>> START

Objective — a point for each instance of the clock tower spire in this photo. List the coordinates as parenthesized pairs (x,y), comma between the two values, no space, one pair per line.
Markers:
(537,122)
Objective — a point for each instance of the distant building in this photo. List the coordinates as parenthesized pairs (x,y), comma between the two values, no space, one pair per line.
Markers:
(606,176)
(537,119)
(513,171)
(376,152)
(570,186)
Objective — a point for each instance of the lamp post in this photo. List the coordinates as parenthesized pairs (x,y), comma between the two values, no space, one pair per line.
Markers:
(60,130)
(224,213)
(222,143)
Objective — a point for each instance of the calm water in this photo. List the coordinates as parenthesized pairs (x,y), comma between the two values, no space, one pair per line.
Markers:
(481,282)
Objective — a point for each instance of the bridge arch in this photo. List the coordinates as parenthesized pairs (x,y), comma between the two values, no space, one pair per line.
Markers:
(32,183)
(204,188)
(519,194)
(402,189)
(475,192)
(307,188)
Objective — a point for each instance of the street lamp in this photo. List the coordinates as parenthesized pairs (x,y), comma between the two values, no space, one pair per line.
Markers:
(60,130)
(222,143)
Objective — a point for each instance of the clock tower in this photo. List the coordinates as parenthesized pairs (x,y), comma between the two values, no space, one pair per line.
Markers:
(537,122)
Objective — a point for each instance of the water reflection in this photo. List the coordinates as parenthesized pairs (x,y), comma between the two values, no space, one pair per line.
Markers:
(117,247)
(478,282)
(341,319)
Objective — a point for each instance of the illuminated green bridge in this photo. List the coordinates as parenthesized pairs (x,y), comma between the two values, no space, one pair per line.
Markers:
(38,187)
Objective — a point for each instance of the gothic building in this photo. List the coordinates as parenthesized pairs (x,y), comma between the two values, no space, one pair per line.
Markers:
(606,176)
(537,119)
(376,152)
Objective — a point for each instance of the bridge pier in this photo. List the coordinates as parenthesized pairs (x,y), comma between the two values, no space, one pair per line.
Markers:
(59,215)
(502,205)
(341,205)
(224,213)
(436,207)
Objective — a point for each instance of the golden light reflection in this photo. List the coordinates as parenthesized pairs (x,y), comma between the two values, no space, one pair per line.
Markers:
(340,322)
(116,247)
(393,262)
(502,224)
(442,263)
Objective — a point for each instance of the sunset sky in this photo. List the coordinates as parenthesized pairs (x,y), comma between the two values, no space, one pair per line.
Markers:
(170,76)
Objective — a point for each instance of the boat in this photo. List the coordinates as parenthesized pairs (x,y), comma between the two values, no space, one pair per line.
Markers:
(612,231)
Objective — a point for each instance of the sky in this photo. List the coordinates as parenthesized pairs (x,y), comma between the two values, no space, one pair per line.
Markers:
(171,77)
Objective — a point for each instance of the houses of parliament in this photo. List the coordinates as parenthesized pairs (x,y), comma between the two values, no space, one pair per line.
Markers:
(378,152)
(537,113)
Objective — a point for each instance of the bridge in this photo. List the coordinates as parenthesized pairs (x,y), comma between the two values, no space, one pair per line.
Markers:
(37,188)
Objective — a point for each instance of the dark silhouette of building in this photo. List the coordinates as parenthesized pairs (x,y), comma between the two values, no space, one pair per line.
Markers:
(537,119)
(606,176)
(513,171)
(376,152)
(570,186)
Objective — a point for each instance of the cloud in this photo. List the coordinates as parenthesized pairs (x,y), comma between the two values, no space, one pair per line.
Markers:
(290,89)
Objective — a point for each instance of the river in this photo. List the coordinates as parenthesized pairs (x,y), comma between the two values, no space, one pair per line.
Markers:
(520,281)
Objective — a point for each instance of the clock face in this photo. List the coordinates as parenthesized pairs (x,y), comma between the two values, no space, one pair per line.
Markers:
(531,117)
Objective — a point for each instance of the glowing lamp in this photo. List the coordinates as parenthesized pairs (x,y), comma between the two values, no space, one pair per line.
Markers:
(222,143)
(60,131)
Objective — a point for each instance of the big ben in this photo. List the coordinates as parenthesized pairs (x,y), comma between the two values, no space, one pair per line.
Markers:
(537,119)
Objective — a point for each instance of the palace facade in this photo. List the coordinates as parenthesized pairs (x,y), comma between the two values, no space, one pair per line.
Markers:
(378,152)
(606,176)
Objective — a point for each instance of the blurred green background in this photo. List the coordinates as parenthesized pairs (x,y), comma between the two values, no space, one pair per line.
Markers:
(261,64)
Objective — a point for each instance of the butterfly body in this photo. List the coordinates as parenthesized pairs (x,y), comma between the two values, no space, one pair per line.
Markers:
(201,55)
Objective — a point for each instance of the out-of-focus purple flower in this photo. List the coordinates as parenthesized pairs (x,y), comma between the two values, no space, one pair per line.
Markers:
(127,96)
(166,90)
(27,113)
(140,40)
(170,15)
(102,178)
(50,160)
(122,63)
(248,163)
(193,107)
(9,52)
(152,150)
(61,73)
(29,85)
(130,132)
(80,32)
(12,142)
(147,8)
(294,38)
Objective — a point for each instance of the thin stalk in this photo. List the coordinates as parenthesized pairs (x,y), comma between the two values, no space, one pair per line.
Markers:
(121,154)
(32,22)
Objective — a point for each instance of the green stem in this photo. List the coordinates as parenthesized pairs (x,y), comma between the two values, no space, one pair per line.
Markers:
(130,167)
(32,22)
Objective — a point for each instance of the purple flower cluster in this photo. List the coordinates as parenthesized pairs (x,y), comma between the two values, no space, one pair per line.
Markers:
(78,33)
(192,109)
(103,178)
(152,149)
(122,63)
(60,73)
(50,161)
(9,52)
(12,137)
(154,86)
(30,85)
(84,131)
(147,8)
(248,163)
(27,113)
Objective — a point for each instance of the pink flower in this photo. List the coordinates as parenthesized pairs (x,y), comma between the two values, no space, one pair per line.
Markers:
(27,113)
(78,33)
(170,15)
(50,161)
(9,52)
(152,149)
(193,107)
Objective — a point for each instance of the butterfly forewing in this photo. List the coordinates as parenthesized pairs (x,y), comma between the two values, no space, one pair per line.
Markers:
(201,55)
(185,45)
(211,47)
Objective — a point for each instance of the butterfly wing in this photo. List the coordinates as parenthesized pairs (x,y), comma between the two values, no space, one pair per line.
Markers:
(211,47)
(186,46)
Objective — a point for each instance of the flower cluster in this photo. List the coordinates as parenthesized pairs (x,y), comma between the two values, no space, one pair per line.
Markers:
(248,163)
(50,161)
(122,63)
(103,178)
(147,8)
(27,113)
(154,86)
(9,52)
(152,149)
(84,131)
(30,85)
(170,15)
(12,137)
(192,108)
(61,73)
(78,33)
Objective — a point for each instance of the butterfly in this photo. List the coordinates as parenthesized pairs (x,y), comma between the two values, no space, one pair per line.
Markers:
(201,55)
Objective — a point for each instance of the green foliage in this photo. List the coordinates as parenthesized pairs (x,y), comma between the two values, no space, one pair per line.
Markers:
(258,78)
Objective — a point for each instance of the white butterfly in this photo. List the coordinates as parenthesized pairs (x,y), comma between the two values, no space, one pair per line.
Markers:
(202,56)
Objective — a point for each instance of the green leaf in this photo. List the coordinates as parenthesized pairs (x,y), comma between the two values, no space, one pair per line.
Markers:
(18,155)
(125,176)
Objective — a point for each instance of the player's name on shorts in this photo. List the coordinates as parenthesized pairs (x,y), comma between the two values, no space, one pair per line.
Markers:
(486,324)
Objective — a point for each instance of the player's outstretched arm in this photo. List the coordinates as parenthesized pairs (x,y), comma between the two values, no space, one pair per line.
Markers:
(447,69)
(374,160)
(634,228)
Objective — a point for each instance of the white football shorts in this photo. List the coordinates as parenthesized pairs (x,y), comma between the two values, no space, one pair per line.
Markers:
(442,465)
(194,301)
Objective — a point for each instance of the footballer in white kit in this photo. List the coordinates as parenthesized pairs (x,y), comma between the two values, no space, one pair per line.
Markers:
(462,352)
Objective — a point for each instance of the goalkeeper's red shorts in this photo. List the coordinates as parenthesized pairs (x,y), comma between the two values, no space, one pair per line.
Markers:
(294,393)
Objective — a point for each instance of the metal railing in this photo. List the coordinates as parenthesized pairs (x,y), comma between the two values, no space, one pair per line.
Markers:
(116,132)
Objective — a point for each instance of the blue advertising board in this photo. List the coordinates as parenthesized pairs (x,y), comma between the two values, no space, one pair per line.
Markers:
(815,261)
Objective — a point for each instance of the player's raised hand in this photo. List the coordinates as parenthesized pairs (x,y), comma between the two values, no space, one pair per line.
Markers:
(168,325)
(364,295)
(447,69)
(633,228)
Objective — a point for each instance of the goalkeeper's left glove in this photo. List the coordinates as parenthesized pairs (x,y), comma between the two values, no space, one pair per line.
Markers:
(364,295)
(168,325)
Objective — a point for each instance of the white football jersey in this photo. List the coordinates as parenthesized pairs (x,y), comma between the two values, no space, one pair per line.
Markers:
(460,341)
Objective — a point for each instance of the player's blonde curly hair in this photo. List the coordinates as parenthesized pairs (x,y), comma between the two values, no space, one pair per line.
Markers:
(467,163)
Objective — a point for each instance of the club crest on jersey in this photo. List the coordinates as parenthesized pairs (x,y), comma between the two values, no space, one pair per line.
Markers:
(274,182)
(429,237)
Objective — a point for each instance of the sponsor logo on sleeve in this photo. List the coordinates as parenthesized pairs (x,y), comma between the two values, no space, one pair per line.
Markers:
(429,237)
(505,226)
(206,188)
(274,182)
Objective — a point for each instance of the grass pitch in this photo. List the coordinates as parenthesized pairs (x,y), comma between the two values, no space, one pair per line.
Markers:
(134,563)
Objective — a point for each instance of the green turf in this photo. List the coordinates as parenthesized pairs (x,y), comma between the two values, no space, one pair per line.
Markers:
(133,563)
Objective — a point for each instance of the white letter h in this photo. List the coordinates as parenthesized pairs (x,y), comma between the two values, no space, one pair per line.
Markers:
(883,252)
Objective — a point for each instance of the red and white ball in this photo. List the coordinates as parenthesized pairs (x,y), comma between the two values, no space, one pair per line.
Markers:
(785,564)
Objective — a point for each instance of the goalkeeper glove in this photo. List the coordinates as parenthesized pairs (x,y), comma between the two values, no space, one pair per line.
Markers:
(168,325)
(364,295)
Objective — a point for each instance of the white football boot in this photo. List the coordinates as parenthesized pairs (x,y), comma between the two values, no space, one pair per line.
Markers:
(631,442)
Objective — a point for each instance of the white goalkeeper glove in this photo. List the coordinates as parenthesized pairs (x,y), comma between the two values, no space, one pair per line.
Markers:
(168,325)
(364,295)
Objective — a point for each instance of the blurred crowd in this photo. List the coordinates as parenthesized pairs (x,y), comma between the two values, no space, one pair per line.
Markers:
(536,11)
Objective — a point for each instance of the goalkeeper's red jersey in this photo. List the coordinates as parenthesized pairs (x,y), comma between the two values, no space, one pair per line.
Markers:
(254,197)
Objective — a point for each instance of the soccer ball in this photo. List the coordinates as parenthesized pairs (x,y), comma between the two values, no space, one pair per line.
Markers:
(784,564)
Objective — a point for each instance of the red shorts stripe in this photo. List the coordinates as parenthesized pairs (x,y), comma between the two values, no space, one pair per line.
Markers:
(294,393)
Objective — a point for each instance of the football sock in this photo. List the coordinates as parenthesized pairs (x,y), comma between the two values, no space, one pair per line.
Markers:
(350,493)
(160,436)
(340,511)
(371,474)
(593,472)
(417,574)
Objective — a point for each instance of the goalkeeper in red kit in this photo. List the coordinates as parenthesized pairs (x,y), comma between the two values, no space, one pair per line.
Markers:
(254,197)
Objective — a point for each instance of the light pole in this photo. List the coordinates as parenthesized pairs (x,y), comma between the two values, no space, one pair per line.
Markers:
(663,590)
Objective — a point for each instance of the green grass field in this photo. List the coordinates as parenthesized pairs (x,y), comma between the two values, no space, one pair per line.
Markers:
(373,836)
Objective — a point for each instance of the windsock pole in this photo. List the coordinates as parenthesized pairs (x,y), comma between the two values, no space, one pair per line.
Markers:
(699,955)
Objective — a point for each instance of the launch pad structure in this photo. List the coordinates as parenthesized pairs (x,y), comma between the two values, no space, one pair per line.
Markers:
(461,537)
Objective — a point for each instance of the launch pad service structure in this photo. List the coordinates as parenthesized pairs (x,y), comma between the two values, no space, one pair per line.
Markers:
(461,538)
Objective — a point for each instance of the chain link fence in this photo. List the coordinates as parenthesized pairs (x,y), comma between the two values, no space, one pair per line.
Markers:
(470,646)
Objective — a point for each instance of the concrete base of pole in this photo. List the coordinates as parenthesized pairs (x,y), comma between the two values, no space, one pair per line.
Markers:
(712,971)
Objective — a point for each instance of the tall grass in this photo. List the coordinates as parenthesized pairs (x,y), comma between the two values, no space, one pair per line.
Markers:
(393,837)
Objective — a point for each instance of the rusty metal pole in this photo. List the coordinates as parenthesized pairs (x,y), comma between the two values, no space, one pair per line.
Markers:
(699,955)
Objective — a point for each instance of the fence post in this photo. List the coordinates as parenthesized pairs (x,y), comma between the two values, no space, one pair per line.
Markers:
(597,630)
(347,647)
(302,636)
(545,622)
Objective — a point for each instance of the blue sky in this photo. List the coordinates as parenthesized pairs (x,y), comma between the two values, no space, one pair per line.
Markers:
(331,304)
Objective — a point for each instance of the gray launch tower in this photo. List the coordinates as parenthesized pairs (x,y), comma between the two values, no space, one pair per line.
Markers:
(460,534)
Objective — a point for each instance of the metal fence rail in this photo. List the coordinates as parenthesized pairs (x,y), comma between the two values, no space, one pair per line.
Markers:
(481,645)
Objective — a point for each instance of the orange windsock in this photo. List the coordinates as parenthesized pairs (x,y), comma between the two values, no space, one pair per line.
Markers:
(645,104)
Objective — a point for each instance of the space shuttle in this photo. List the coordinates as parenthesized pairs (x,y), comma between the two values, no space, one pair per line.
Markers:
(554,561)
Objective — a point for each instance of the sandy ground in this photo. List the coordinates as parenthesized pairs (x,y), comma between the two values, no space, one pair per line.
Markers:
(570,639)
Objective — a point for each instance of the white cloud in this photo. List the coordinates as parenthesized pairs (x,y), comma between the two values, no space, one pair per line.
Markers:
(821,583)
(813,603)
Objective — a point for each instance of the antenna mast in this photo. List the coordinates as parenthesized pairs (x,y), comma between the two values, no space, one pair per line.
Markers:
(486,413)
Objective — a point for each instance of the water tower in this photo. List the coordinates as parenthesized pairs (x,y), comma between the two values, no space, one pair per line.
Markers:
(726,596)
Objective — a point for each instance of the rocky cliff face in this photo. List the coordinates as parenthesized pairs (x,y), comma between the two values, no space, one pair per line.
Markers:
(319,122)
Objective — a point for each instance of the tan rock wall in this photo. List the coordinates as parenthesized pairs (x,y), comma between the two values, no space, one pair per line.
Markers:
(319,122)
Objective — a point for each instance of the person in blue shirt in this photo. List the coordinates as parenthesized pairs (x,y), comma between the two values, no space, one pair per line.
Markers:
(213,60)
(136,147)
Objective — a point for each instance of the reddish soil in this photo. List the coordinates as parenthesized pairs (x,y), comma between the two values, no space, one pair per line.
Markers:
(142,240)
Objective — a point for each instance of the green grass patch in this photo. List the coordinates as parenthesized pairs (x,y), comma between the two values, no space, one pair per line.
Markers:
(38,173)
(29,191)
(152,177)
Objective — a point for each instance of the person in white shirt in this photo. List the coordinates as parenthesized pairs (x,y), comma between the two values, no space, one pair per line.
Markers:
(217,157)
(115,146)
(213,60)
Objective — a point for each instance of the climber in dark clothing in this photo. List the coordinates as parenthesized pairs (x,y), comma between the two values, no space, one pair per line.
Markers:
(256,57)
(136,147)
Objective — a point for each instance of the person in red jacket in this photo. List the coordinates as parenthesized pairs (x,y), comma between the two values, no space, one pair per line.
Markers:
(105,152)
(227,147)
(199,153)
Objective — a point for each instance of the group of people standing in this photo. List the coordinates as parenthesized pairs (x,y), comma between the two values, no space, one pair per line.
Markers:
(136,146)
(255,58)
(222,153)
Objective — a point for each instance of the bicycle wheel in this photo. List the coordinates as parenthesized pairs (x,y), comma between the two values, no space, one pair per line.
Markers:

>> END

:: Aim ::
From the line holding "Objective — a point for each instance of the tan" through the last line above, reproduce each line exactly and add nothing.

:: Finished task ::
Objective — a point for each instance of the tan rock wall in this photo. List the coordinates as parenthesized pairs (x,y), comma between the two values, no space, one pair per line.
Markers:
(319,122)
Objective — a point for each instance of the person in blue shirt in this photo. List the coordinates as parenthesized pairs (x,y), comma between the two values, no space, one pair per line.
Markers:
(213,60)
(136,147)
Objective — a point for each instance of the reddish soil in this photo. List the coordinates as parenthesized pairs (x,y), comma between the two values, no space, one pair per line.
Markers:
(142,240)
Objective — a point for each instance of the green grass patch in this photo. List the coordinates as parenthesized pairs (x,y), comma between the two values, no space, one pair per line.
Markers:
(38,173)
(29,191)
(152,177)
Objective — a point for each instance of the person in white shirt in this photo. List the coordinates as parenthesized pairs (x,y), comma between the two values, no space, one pair per line.
Markers:
(217,157)
(115,146)
(213,60)
Objective — a point for each instance of the climber in dark clothing in this photo. List the coordinates as parenthesized pairs (x,y), comma between the two values, no space, one pair per line.
Markers:
(256,57)
(136,147)
Objective — a point for each instance of the person in red jacket in this photo. List the coordinates as parenthesized pairs (x,y), comma between the two values, no space, one pair per line.
Markers:
(105,152)
(227,147)
(199,153)
Objective — a point for each instance of the group of people standing in this photo. List the coordinates as parenthesized pairs (x,y), comma between the two values, no space, one pair per line.
Markers:
(136,146)
(255,58)
(222,153)
Objective — a point for each instance of the bicycle wheel in this photo. List the coordinates as parenthesized pairs (x,y), comma between the two values, no space, one pair per line.
Markers:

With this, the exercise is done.